Aim. Find the line that contains "Indicate one point for each instance of the suv" in the entries below. Output it and each later line exactly, and nothing else.

%%

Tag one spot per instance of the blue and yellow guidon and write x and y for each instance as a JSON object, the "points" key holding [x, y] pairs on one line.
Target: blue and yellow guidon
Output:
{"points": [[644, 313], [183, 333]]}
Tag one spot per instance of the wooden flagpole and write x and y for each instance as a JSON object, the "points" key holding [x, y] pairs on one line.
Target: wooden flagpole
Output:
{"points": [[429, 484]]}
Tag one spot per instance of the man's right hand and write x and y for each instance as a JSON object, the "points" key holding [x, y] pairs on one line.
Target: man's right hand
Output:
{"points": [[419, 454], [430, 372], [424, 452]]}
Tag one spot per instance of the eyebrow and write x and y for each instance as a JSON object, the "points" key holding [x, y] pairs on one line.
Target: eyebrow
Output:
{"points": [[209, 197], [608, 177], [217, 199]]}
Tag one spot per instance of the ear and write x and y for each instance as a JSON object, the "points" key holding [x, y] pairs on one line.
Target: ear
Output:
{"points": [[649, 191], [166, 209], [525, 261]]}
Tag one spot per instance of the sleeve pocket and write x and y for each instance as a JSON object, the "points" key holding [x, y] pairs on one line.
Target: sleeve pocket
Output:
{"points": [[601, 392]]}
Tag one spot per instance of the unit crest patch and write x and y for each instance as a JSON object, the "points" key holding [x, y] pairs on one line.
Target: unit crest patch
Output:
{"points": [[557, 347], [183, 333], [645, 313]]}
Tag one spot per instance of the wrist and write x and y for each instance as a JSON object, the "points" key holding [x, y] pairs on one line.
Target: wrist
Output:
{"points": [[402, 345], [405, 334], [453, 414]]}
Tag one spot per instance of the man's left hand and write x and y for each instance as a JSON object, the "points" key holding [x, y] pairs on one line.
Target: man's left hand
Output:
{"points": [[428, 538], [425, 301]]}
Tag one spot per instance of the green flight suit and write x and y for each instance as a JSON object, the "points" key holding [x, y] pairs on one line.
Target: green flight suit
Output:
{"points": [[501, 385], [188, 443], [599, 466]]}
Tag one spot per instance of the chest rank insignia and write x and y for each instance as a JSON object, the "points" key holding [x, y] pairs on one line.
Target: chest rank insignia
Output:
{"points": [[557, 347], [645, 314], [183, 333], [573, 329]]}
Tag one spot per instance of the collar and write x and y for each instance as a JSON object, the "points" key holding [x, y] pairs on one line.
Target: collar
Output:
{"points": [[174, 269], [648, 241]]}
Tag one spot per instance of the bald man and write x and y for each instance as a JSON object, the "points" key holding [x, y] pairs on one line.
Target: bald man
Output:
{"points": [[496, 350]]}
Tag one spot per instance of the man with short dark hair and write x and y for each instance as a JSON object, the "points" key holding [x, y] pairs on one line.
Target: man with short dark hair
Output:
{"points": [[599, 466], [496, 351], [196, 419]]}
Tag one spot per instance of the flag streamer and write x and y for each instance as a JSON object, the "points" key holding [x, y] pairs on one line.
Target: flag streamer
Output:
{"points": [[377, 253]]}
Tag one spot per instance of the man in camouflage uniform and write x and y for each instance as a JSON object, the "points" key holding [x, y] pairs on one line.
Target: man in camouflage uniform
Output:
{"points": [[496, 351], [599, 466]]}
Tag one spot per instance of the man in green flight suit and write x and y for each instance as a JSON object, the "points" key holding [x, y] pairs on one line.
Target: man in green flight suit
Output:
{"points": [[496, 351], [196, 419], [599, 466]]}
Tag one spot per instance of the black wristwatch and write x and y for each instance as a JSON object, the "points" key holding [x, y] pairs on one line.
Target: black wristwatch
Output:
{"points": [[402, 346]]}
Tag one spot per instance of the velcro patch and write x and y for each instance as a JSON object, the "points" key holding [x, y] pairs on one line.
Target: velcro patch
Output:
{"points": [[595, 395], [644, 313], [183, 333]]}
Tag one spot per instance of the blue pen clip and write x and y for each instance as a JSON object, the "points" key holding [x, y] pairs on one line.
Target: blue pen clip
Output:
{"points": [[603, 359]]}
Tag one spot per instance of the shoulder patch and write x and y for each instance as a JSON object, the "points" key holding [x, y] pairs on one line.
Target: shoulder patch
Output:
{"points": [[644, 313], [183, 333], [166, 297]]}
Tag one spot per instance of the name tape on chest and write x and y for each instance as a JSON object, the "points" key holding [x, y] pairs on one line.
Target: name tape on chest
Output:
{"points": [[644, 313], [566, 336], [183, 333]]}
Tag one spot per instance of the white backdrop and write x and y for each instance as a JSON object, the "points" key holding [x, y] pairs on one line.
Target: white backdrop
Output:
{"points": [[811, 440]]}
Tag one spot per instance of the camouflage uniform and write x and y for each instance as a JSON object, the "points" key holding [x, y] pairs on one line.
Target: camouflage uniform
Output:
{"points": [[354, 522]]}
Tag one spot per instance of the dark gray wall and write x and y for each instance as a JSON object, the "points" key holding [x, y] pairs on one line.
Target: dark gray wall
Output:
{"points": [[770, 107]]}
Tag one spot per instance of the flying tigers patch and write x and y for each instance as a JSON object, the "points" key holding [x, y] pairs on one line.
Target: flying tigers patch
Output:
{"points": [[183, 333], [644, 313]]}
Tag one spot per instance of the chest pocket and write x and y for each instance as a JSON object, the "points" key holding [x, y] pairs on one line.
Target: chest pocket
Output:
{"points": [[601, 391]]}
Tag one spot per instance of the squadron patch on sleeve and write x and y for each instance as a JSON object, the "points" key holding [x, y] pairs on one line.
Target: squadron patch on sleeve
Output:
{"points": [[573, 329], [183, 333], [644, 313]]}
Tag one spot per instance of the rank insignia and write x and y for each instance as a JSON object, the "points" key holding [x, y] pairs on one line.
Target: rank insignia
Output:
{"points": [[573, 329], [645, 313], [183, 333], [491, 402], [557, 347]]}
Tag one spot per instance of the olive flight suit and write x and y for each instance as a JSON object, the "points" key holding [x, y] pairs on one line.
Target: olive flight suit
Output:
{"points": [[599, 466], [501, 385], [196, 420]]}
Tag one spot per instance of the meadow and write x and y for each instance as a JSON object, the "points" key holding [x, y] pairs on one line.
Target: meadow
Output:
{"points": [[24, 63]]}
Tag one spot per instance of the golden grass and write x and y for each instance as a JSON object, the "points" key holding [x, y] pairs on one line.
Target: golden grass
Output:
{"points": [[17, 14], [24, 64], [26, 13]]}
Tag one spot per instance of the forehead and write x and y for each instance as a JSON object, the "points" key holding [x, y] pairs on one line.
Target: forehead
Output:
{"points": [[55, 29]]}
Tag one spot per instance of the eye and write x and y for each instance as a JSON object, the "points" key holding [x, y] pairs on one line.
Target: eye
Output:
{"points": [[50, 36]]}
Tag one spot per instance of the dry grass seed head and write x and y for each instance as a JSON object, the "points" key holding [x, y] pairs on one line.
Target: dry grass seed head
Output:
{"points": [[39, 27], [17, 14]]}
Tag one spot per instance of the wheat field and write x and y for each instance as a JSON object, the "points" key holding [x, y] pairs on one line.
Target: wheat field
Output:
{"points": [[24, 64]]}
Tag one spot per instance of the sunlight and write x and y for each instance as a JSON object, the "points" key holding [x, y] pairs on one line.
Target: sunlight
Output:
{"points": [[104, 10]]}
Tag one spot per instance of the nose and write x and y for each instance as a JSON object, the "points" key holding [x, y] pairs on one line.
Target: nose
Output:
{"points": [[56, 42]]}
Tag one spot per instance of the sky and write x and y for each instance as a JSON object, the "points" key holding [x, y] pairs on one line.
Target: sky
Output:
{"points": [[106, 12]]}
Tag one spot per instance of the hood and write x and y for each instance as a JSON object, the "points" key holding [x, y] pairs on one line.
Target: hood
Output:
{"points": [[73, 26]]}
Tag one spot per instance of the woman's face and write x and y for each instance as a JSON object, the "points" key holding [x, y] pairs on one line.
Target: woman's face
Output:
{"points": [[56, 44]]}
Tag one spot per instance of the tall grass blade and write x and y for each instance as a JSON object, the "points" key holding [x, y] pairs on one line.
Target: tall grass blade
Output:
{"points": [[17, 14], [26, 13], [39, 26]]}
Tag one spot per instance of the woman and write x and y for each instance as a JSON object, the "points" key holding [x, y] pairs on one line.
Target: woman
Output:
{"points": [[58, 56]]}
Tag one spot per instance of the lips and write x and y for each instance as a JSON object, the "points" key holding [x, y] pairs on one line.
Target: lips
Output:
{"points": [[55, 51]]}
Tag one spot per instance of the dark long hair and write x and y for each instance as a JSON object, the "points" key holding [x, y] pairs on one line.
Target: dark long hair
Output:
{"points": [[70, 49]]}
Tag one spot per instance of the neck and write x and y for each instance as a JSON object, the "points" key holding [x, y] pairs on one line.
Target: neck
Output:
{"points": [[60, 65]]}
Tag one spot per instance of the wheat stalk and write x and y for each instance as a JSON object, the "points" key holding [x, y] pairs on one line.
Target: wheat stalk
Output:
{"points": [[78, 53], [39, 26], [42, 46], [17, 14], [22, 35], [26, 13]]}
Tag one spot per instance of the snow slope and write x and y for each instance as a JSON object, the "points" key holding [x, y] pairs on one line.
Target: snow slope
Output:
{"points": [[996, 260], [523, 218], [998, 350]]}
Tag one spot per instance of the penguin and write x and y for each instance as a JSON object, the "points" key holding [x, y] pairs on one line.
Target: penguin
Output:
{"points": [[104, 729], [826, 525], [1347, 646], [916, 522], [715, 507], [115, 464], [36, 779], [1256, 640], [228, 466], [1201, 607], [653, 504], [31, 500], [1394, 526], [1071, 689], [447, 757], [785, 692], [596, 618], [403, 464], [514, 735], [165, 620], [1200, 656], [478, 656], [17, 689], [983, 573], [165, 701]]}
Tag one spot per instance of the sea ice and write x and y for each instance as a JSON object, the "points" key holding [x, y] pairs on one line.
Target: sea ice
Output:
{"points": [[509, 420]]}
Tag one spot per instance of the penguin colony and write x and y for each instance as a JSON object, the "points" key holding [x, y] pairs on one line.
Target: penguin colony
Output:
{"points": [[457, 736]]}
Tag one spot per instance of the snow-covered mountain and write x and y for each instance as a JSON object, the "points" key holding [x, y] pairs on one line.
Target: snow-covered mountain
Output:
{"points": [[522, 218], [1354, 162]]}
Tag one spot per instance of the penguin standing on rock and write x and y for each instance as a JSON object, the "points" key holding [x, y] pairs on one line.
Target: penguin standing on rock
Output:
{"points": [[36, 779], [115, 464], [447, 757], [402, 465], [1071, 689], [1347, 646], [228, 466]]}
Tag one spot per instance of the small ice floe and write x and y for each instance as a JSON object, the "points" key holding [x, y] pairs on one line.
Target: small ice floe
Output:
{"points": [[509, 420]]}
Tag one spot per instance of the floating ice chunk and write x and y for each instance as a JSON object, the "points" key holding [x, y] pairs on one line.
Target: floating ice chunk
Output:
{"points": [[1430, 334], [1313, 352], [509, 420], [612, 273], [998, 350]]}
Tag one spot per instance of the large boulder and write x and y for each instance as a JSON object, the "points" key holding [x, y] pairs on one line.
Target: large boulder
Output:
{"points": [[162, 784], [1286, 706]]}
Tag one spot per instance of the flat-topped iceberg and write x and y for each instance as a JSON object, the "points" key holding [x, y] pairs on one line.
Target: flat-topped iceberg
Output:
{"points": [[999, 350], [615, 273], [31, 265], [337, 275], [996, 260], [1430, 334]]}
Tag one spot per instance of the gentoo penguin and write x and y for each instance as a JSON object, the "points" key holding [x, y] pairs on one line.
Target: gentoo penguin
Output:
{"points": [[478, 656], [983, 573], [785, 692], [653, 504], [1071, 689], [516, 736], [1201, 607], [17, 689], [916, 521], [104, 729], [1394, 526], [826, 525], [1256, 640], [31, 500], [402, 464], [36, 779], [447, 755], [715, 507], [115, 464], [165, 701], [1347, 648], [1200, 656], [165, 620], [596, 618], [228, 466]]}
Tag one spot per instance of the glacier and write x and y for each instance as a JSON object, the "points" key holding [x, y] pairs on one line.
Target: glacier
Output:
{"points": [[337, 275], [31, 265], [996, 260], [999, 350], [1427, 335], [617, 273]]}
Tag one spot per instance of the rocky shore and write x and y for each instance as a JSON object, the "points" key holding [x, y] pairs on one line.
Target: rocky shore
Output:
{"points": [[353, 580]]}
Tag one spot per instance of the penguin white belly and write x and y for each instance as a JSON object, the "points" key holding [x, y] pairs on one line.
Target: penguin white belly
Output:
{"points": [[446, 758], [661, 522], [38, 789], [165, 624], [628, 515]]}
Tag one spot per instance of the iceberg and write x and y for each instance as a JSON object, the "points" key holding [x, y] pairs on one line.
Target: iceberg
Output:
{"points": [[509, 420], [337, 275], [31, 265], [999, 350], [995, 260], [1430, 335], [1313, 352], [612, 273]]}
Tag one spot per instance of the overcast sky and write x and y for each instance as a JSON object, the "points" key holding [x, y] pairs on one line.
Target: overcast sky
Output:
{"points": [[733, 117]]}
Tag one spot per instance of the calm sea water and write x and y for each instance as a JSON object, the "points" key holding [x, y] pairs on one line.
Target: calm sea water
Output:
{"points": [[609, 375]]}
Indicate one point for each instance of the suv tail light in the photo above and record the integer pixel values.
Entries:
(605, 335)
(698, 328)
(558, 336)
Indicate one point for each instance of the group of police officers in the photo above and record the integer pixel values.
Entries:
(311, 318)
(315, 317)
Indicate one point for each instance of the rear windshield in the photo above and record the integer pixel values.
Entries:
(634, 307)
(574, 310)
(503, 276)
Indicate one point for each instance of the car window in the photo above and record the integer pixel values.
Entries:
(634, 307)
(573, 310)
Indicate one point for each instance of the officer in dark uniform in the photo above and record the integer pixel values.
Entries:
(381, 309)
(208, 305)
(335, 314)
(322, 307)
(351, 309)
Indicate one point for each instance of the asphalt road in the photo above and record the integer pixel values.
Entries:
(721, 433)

%%

Correct response.
Indicate one point for each instance of the suv tail light in the photo above and record the integer pixel values.
Entries:
(605, 335)
(698, 328)
(558, 336)
Indicate one point for each instance of the group of police officers in the photo above and record the integer pixel values.
Entries:
(311, 318)
(315, 317)
Indicate one point for each instance of the rear windshield in the photo above and record the integer pixel values.
Entries:
(634, 307)
(574, 310)
(503, 276)
Indicate one point for each instance of the car window in the photo above and record the integer pixel values.
Entries:
(634, 307)
(573, 310)
Indicate one point for each instance of the officer in dark uniform in the photo above and record the integer pixel values.
Entries:
(381, 309)
(208, 305)
(335, 314)
(322, 307)
(351, 309)
Indicate one point for each instance of the asphalt road in the photo above and record the integer pixel values.
Entries:
(721, 433)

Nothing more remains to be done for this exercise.